[TASK INPUTS]:
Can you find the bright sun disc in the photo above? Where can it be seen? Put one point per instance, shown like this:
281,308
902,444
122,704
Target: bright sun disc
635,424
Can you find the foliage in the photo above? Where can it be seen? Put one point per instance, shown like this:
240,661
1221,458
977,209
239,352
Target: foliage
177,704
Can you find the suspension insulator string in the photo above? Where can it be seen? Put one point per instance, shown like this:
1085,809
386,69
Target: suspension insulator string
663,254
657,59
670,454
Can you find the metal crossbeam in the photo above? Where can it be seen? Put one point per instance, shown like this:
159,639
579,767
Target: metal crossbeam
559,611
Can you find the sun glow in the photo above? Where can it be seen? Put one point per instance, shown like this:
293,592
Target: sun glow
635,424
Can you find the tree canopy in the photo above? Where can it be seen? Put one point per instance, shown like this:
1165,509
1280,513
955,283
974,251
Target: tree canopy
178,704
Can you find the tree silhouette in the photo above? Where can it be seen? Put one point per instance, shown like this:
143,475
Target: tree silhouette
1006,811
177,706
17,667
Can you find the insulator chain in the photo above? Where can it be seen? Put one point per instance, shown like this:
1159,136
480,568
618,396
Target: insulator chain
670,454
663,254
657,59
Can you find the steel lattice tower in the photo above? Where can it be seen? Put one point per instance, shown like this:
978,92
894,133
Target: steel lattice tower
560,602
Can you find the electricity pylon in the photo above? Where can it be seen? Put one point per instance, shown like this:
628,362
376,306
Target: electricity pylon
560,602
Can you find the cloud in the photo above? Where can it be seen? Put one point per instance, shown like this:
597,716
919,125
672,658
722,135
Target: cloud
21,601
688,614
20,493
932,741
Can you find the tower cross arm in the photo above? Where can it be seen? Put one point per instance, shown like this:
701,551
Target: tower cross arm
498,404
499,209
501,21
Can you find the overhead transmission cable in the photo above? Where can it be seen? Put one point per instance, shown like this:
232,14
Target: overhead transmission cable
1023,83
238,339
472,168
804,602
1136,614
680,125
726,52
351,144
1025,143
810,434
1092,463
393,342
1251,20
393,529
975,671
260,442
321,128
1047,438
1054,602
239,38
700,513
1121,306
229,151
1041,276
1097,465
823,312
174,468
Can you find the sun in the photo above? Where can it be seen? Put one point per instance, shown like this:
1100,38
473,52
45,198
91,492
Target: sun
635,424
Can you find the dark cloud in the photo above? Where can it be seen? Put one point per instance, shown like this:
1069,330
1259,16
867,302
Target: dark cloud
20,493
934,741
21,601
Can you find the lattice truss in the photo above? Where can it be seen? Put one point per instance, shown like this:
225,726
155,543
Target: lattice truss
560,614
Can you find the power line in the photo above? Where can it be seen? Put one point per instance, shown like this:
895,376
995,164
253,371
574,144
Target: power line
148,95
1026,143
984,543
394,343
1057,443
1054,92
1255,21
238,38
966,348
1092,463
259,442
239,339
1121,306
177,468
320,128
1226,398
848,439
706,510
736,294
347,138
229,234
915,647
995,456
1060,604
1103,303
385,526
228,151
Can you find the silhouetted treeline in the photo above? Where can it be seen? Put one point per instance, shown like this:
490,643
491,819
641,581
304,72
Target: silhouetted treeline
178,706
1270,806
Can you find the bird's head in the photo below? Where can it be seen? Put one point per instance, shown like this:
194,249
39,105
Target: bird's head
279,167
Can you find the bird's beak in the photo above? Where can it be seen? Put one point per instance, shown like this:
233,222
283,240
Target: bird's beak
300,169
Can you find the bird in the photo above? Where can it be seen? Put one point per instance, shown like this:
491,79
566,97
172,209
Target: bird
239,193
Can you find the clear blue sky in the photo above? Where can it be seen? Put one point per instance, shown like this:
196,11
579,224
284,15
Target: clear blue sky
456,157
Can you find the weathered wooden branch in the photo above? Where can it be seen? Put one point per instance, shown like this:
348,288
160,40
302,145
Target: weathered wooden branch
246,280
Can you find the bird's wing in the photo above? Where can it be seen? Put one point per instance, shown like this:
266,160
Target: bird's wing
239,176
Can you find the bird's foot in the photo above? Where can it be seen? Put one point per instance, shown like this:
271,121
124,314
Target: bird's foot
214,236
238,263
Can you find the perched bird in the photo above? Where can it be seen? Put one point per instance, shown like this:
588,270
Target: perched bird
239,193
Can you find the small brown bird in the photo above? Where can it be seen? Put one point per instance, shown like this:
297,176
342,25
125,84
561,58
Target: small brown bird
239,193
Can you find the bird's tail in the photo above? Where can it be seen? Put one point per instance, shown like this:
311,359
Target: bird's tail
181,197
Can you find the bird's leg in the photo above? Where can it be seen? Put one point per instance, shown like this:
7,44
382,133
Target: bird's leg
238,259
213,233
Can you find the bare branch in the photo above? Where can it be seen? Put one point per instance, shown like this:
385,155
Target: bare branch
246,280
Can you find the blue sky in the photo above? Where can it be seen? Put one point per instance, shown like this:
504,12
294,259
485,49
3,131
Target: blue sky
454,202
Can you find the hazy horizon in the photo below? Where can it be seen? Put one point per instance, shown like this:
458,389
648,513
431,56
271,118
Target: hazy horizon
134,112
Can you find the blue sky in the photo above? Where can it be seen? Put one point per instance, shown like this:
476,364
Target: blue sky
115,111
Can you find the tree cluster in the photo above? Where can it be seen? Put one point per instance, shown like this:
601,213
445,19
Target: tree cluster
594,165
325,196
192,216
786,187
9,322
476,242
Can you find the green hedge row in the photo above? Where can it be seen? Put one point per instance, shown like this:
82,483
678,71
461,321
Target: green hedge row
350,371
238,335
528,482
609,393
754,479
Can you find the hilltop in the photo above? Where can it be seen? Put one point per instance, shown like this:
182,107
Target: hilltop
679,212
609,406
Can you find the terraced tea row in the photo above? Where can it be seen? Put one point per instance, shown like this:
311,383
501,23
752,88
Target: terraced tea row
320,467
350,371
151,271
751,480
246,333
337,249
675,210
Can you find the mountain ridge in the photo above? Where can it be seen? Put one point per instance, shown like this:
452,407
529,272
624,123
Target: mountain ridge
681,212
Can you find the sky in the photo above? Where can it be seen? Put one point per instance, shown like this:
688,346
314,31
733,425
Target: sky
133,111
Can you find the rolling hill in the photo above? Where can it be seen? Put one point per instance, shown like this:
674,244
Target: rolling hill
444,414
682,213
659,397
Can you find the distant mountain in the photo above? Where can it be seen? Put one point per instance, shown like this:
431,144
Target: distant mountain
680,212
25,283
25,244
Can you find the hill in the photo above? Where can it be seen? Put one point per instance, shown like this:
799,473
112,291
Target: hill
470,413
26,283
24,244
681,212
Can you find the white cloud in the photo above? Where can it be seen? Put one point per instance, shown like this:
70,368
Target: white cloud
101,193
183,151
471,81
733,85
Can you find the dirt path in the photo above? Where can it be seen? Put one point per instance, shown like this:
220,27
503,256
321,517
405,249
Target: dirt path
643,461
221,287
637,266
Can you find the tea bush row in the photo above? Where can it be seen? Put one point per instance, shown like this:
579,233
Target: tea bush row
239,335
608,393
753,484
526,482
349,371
* * *
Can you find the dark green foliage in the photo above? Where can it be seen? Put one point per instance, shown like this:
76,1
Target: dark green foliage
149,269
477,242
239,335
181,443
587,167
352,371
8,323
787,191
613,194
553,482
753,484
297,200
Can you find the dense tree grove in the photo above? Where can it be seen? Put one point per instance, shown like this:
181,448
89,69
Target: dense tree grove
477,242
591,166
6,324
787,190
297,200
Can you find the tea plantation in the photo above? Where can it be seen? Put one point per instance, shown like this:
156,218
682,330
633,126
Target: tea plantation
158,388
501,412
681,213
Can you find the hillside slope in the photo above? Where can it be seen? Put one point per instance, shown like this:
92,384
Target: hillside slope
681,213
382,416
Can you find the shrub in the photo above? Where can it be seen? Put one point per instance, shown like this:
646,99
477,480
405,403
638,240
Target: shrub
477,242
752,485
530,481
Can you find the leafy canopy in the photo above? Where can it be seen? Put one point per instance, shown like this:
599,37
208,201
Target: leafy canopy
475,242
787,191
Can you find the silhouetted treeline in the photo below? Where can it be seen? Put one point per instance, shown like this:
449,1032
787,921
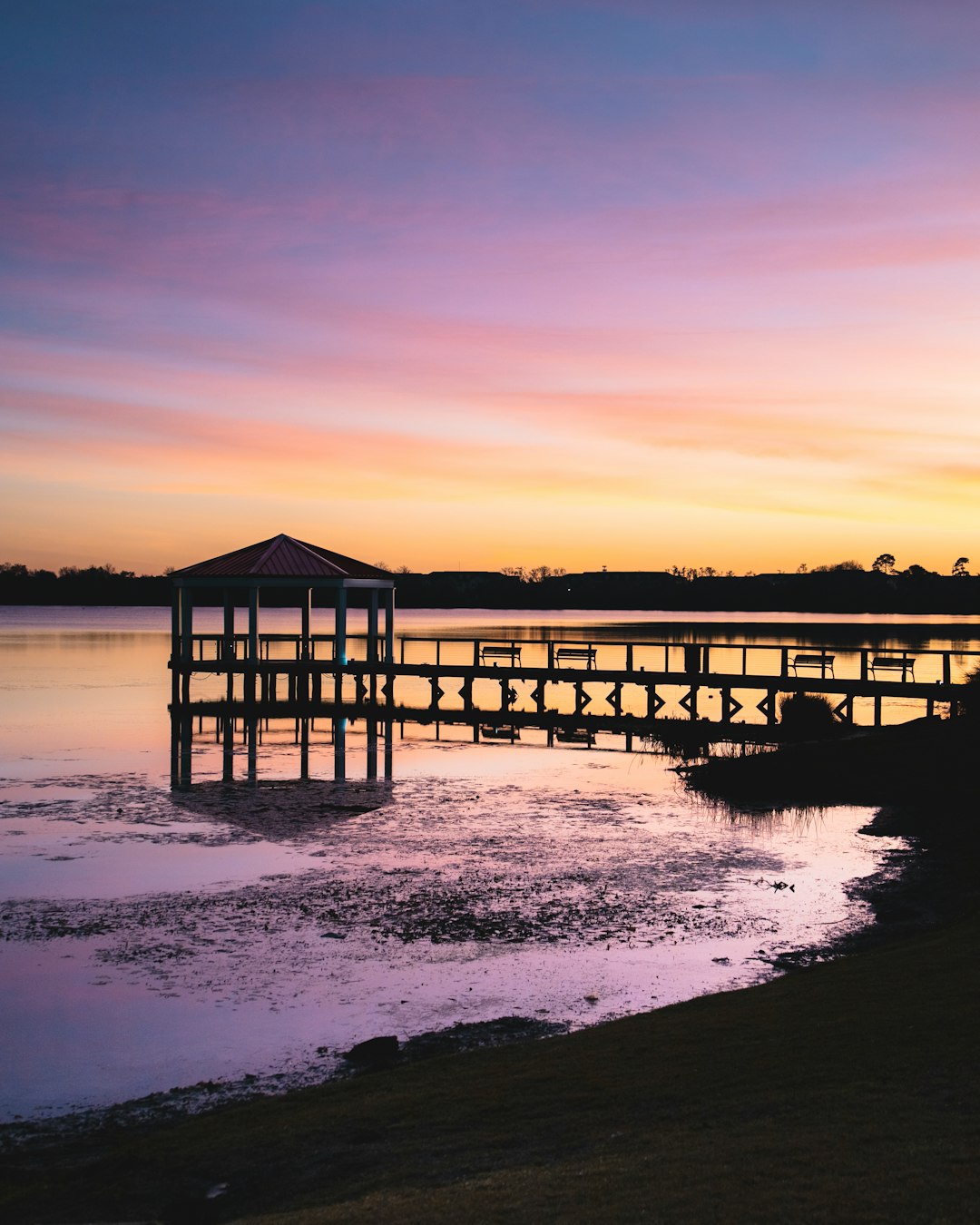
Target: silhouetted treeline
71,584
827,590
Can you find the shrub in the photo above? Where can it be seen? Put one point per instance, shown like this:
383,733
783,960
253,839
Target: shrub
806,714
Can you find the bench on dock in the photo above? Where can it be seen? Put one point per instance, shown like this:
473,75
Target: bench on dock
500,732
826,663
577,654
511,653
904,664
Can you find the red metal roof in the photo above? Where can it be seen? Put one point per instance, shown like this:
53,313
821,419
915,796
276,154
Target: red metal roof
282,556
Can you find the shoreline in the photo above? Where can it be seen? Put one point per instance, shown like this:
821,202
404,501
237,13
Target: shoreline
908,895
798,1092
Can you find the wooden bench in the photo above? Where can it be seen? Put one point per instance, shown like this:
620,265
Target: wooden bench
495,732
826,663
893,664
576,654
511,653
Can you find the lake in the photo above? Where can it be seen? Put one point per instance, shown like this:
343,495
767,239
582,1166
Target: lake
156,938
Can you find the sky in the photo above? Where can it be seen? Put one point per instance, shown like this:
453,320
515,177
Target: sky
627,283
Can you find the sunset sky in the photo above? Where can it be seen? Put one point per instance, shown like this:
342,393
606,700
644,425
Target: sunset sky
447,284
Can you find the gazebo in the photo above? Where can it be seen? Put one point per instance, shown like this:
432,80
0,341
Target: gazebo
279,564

[EXERCISE REQUIREMENTS]: For the word "below", show every line of the entries that holds it.

[EXERCISE OUTPUT]:
Can you find the bird's head in the photo below? Where can it be seen? Put one point per instance, shown like this:
Can you find the hazy horizon in the photo below? Where can it be seen? Put one point per instance, shown like this:
Can you find the silhouetted treeline in the photo below? Where can it be seen? Put one point per instance, shown like this:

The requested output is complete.